++++ SUPPLIED DATA
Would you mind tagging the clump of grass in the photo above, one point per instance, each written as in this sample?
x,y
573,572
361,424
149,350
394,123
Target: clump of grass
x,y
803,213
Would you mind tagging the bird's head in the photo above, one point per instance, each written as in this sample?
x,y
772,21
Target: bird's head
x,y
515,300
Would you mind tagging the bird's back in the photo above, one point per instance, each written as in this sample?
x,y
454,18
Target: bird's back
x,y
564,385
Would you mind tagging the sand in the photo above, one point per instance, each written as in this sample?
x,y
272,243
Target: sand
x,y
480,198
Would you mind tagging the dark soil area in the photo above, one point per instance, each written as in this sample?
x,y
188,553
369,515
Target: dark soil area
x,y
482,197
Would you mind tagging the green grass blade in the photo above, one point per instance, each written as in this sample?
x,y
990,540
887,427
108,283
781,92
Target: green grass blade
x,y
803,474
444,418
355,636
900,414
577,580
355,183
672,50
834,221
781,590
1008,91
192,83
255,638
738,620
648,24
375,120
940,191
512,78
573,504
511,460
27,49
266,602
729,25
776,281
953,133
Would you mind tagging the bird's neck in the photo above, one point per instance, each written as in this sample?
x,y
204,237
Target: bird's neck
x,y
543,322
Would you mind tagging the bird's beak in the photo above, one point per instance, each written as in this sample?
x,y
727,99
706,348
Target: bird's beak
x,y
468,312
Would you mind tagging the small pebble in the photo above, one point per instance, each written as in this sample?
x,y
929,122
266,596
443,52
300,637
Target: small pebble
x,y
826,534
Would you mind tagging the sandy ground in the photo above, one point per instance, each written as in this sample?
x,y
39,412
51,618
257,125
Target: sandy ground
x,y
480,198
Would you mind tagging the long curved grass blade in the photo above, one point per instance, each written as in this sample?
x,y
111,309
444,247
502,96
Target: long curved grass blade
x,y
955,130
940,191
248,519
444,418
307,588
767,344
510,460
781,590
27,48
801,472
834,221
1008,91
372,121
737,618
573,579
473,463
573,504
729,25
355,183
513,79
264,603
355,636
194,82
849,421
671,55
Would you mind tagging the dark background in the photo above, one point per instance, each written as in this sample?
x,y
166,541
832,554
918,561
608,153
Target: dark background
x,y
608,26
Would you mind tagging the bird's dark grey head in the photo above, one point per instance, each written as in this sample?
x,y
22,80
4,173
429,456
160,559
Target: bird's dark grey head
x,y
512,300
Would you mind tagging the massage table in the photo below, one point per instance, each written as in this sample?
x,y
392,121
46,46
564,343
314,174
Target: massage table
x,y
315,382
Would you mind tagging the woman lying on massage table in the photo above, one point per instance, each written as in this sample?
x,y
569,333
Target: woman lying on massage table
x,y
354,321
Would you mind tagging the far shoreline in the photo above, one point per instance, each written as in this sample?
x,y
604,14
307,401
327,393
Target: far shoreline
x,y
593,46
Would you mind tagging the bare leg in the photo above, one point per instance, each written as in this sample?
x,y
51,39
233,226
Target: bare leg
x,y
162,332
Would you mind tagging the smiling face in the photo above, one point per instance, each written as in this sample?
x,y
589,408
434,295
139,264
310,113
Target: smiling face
++++++++
* WHAT TO PRODUCE:
Copy every item above word for word, keeping each line as it appears.

* WORKED SOLUTION:
Would you mind tagging the clump of grass in the photo above, one point per instance, each written as in this sample?
x,y
573,572
361,424
149,350
394,123
Target: clump of grass
x,y
803,213
Would you mind tagging the bird's head in the photo above, one point per instance, each written as in this sample?
x,y
772,21
Target: bird's head
x,y
515,300
Would you mind tagging the bird's back in the photo above, one point per instance, each written as in this sample?
x,y
454,18
Target: bird's back
x,y
564,385
Would you mind tagging the sand in the photo above, one point per instance, each written as in this sample?
x,y
272,243
Target: sand
x,y
480,198
Would you mind tagging the dark soil area in the photo above, one point per instance, each written as in this sample?
x,y
188,553
369,515
Target: dark soil area
x,y
482,197
Would you mind tagging the green grass blade in the photo above, one point per instance, each written as in this sample?
x,y
990,540
887,427
108,283
781,92
Target: green grass blade
x,y
803,474
444,418
355,636
900,414
577,580
355,183
672,50
834,221
781,590
1008,91
192,83
255,638
738,620
648,24
375,120
940,191
512,78
573,504
511,460
27,49
266,602
729,25
776,281
953,133
Would you mind tagging the bird's neck in the photo above, one point per instance, each written as in this sample?
x,y
204,237
Target: bird's neck
x,y
543,322
Would you mind tagging the bird's beak in the photo above, one point per instance, each written as in this sample?
x,y
727,99
706,348
Target: bird's beak
x,y
468,312
Would you mind tagging the small pebble in the photo above, one point per instance, each written as in this sample?
x,y
929,122
266,596
443,52
300,637
Target: small pebble
x,y
826,534
Would you mind tagging the sandy ground in the photo above, one point per instance, each written as in this sample?
x,y
39,412
51,618
257,125
Target: sandy ground
x,y
480,198
Would you mind tagging the long curved grass blade in the photo above, one point per instance, each written as in this sample?
x,y
111,309
444,247
502,96
Target: long curved grass blade
x,y
955,130
940,191
248,519
444,418
307,588
767,344
510,460
781,590
27,48
801,472
834,221
1008,91
372,121
737,618
573,579
473,463
573,504
729,25
355,183
513,79
264,603
355,636
194,82
849,421
671,55
Would you mind tagging the dark background in the photo above, one point per instance, each written as in this sample?
x,y
166,541
832,554
918,561
608,153
Target: dark background
x,y
608,26
Would you mind tagging the bird's dark grey head in the photo above, one point per instance, each written as in this sample?
x,y
22,80
4,173
429,456
160,559
Target: bird's dark grey head
x,y
512,300
Would you mind tagging the massage table in the photo below, one point per instance, each written as in this sample?
x,y
392,121
46,46
564,343
314,174
Target: massage table
x,y
315,382
Would you mind tagging the woman lying on massage table in the photo above, one point per instance, each written as in this sample?
x,y
569,333
Target: woman lying on massage table
x,y
354,321
Would you mind tagging the far shoreline in the photo above, one point per instance, each written as in this sample?
x,y
604,14
307,401
327,393
Target: far shoreline
x,y
593,46
Would you mind tagging the bare leg in the photo above, one point per instance, each written as in this sample?
x,y
51,39
233,226
Target: bare leg
x,y
162,332
Would you mind tagging the smiling face in the photo above, one point per instance, each written as in this sample?
x,y
589,408
434,295
139,264
310,113
Target: smiling face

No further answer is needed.